STUDY TEXT:
————
The committee debated an amendment to make the state Health Information Exchange opt-in rather than opt-out, heard technical testimony from Healthy Connect and the Department of Health, and rejected the amendment 3–4; HB 285 then passed from committee with a 0 fiscal note.

The House Health and Social Services Committee considered House Bill 285 on March 5, a measure relating to the state's health information exchange (HIE), and voted down an amendment that would have shifted the HIE from an opt-out to an opt-in model. Representative Schwanke moved Amendment 1 to require affirmative patient consent before data are available through the statewide exchange; the committee debated privacy, clinical utility and operational implications before a roll-call vote.

Garrett Spargo, board chair of Healthy Connect, told the committee that under an opt-in model "any patient that is not explicitly opted in, their information would not be visible through the system," and cautioned that opt-in states can suffer low participation and considerable administrative overhead. Jason Ball, chief health data officer at the Department of Health, said he would expect "decreased participation, and a hampering of medical providers' ability to perform some of the essential work" if the state switched to opt-in. Spargo also pointed to audit and traceability controls in the HIE, saying inappropriate lookups are captured and can be investigated.

Legislators raised competing concerns: supporters of the amendment argued Alaskans should be asked to opt in so they understand data sharing and can control access; opponents said opt-in would reduce the HIE's value for urgent or coordinated care when clinicians need timely information, and that audit trails and penalties discourage misuse. On roll call the amendment received yes votes from Representatives Prox, Ruffridge and Schwanke and no votes from Representatives Meares, Fields, Gray and Chair Mina; the amendment failed, 3—. After closing public testimony, the committee moved HB 285 from committee with individual recommendations and an attached 0 fiscal note.

The committee asked Healthy Connect and the Department of Health to provide more detail about acceptable-use rules, which organizations have what access, and the mechanics of patient opt-out processes in standard provider intake materials.
————
Reproduce the passage of the HB 285 hearing text that starts at "The committee debated an" and ends at "a 0 fiscal note.".

DATA PROVIDED:
————
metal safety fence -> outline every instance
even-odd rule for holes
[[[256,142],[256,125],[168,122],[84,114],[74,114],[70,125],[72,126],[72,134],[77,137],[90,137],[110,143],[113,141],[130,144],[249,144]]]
————
WRITTEN ANSWER:
The committee debated an amendment to make the state Health Information Exchange opt-in rather than opt-out, heard technical testimony from Healthy Connect and the Department of Health, and rejected the amendment 3–4; HB 285 then passed from committee with a 0 fiscal note.